═══ DATA LISTING

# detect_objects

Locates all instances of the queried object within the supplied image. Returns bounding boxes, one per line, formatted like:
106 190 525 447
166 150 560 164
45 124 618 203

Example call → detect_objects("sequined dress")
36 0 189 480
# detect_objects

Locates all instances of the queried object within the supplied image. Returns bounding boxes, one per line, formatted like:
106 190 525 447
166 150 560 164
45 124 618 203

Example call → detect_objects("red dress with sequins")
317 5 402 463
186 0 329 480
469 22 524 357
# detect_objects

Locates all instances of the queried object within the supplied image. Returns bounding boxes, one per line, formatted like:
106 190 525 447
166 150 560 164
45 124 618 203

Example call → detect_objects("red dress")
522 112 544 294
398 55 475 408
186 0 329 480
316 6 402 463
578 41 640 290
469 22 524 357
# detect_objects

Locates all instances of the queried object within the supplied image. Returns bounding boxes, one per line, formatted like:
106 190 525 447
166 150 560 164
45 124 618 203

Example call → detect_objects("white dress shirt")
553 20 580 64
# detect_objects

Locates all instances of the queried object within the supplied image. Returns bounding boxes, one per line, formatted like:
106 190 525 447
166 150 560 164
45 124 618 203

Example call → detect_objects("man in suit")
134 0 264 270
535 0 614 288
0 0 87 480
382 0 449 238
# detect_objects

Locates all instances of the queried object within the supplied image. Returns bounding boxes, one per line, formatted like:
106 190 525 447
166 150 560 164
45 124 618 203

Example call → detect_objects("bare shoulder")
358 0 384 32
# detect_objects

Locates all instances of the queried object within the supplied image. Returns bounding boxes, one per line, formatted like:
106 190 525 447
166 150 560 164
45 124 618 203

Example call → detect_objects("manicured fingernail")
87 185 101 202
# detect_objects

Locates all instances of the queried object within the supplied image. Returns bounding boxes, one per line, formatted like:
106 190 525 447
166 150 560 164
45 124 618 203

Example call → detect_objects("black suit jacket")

══════

→ WHAT YOU SHOULD DO
Reproduce the records above exactly as they appear.

→ RESULT FOR THIS TASK
# detect_objects

Locates all instances of the queried object within the supplied image. Returns bounding boxes, one per line, formatted like:
106 190 525 447
166 150 560 164
45 124 618 203

Example call → detect_objects("sequined dress")
36 0 189 480
# detect_objects

Locates all instances of the queried object within the supplied image. Returns bounding boxes, one per line, formatted like:
106 190 525 447
166 150 560 164
45 124 618 203

Example call → detect_objects("red dress with sequins")
317 5 402 463
186 0 329 480
469 22 524 357
# detect_objects

Locates all instances of the queried object within the supplied image. Returns bounding boxes, one per line, formatted like:
106 190 525 447
166 150 560 164
45 124 618 203

Example call → detect_objects("red dress")
522 112 544 294
398 55 475 408
186 0 329 480
316 6 402 463
578 41 640 290
469 22 524 357
# detect_objects

Locates all instances of the queried object within the supplied image. Returns bounding boxes, one per line, formatted like:
106 190 525 447
166 150 560 164
45 124 618 203

Example call → detect_objects("white dress shirt")
553 20 580 64
# detect_objects

Locates all instances of the queried object within the supplied image. Returns bounding boxes, one per line, formatted like:
106 190 525 447
166 150 560 164
45 124 618 203

Example call → detect_objects("man in suit")
134 0 264 270
535 0 614 288
0 0 87 480
382 0 449 238
# detect_objects

Locates all instances of the queried object within the supplied image. Returns bounding boxes, one per line, formatted like:
106 190 525 447
166 150 560 164
45 124 618 203

Example call → detect_objects("bare shoulder")
358 0 384 32
# detect_objects

Locates all instances of the queried object within the supplied image. Returns bounding boxes, one per line, formatted like:
106 190 525 447
166 150 560 164
45 124 618 203

Example call → detect_objects("manicured fingernail")
87 185 101 202
# detect_objects

Locates all instances of the queried object within the supplied image. Returns bounding boxes, one per line, formatted like:
106 190 525 447
166 150 560 164
45 124 618 203

Example call → detect_objects("black suit jacket")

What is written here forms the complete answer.